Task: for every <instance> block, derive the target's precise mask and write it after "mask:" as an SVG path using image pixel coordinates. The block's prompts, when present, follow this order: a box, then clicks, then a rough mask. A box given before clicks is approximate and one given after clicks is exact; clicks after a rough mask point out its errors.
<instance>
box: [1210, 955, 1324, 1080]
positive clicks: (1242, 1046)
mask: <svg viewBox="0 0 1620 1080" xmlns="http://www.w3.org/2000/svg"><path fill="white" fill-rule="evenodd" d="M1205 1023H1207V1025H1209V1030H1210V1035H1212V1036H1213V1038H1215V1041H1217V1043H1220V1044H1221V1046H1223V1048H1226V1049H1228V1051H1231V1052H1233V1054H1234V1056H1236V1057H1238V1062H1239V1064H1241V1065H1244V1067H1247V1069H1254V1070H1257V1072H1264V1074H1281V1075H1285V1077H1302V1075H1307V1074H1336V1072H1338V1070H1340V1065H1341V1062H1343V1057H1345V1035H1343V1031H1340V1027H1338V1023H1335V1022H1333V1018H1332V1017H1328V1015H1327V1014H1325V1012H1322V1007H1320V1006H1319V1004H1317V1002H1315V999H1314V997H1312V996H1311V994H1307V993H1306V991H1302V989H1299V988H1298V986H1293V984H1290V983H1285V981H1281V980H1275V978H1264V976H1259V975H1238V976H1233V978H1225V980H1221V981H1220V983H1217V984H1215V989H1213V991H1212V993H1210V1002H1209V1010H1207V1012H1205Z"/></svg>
...
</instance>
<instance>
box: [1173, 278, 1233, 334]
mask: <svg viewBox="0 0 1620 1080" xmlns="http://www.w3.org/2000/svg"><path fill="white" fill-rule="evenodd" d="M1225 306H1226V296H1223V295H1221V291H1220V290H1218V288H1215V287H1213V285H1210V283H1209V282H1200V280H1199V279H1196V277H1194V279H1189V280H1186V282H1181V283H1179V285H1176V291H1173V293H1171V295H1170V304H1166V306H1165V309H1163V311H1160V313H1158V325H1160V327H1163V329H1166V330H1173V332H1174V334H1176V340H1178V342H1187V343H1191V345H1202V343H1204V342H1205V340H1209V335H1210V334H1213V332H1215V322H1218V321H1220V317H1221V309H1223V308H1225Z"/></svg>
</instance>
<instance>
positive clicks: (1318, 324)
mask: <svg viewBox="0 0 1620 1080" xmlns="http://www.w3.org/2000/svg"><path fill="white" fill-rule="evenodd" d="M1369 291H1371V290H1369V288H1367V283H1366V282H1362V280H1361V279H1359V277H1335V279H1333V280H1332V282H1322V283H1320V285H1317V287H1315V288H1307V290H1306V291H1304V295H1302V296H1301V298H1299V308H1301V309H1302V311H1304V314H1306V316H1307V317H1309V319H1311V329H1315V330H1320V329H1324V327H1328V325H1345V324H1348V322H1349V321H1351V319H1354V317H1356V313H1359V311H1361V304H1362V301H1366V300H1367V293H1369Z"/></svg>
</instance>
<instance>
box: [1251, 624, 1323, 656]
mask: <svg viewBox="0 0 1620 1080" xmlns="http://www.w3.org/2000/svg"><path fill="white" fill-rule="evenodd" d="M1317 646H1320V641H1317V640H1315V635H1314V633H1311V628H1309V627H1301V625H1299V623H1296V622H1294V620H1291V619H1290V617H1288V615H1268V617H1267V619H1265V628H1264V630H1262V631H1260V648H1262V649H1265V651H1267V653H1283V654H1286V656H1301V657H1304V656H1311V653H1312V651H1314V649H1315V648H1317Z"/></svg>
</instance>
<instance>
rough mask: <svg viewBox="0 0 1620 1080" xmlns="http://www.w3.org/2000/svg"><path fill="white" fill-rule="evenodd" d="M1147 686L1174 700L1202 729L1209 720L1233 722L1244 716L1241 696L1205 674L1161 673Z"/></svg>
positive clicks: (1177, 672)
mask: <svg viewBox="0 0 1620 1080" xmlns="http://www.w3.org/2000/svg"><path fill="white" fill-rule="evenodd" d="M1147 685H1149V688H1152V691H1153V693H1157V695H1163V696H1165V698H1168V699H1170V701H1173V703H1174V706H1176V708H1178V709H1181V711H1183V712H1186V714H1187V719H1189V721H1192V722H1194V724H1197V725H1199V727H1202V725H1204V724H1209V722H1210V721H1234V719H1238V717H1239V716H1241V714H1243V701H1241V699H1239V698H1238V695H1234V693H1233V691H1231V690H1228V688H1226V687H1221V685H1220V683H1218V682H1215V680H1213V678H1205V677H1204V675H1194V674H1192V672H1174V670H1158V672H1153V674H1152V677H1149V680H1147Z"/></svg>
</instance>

What you need to do — Reproduce all lines from the records above that include the word "rough".

Answer below —
Task: for every <instance> block, derive the target's precise mask and write it after "mask:" as an SVG path using image pixel coordinates. The block's prompts, when present, follow this order: a box, then clicks, then a rough mask. A box given before clicks is approximate and one given after clicks is exact; clicks after a rough mask point out its errors.
rough mask: <svg viewBox="0 0 1620 1080" xmlns="http://www.w3.org/2000/svg"><path fill="white" fill-rule="evenodd" d="M1147 686L1174 700L1202 729L1209 720L1233 722L1244 716L1241 696L1205 674L1161 673Z"/></svg>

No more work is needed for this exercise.